━━ Document segment ━━

This article is authored by MOI Global instructor Fred Steiner, managing director at BCCM Advisors.

Fred is an instructor at Best Ideas 2023.

Since 1960, only about a dozen countries out of 150 or so have managed to materially better themselves relative to their peers. About half of the dozen grew from building a manufacturing base and the remaining half comprised of small nations that either attracted beachgoer tourists or got lucky with an abundance of oil and gas or diamonds. What do they all have in common? Exports: Each of these countries experienced more than 10% annual USD export growth since 1960. So, the question is, what are the prerequisites to building an export led growth model? The answer lies primarily in literacy rates and electricity and an interrelated relationship between demographics and geography that can leave some economies hopeless in the pursuit of industrialization.[1]

Why Exports?

To date, the only proven way to create sustainable economic growth in developing economies is via exporting manufactured goods. This is because the development of a light manufacturing base employs a significant proportion of the population and foreign exchange revenues derived from the exports can be used to import requisite technology, materials and capital goods inputs to further expand export capacity. In that manner, you get a virtuous cycle wherein exports drive savings, savings enable investment in export capacity, which, if allocated well, translates into further exports (as illustrated in the above chart) and jobs, jobs, jobs. This circular process not only serves demand on a global scale, but also stimulates domestic demand for which capital is attracted to produce products and services that would otherwise not exist. This in turn further stimulates local job creation while diversifying the local economy. This is how an agrarian economy transitions into a successful developing economy and, over a long enough period, a developed economy.

━━━
━━ Information provided ━━

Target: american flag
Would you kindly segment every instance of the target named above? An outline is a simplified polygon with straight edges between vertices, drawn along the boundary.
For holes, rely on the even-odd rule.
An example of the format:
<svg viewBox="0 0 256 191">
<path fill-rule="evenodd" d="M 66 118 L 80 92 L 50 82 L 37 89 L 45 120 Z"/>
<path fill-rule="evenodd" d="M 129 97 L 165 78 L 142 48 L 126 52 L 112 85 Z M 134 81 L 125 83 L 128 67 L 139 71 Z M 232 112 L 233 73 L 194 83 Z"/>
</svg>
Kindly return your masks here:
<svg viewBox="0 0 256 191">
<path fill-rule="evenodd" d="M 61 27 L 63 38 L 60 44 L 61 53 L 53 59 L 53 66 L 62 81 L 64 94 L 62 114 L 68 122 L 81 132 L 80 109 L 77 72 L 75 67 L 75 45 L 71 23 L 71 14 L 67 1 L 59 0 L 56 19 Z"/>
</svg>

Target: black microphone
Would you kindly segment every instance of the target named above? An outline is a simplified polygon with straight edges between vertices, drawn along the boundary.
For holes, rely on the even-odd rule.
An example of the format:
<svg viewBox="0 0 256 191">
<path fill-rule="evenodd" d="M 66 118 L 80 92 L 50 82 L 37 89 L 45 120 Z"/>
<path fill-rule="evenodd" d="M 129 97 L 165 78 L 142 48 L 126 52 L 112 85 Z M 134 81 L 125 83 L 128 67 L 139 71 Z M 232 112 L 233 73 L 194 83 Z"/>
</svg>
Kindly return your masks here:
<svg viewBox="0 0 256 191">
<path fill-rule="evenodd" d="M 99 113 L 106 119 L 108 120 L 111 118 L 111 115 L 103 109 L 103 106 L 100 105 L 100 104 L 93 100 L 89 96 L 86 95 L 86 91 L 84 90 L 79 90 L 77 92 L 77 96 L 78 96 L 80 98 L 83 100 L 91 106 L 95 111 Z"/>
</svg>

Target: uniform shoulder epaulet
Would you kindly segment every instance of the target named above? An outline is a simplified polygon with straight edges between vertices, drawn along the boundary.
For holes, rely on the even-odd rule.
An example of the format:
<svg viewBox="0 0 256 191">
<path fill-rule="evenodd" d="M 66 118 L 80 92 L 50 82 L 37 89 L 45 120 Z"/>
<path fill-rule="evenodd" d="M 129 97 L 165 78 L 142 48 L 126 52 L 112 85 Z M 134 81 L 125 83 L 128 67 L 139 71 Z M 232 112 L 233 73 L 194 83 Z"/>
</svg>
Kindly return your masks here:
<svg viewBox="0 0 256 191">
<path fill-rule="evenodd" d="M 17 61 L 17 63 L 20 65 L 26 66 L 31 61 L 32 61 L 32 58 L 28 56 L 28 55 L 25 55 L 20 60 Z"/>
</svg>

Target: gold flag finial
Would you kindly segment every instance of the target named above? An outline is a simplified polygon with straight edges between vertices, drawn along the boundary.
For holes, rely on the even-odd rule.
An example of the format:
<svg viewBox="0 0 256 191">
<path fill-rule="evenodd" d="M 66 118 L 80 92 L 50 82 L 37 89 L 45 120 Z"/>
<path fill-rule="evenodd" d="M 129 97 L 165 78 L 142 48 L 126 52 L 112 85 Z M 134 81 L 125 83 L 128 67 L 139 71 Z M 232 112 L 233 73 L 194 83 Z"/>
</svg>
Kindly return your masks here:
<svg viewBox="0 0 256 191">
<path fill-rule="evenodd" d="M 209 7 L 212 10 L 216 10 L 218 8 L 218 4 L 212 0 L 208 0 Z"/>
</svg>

━━━

**Required task**
Reproduce verbatim the portion of the article on export-led growth that starts at the words "Fred is an instructor" and ends after "Why Exports?".

**Result**
Fred is an instructor at Best Ideas 2023.

Since 1960, only about a dozen countries out of 150 or so have managed to materially better themselves relative to their peers. About half of the dozen grew from building a manufacturing base and the remaining half comprised of small nations that either attracted beachgoer tourists or got lucky with an abundance of oil and gas or diamonds. What do they all have in common? Exports: Each of these countries experienced more than 10% annual USD export growth since 1960. So, the question is, what are the prerequisites to building an export led growth model? The answer lies primarily in literacy rates and electricity and an interrelated relationship between demographics and geography that can leave some economies hopeless in the pursuit of industrialization.[1]

Why Exports?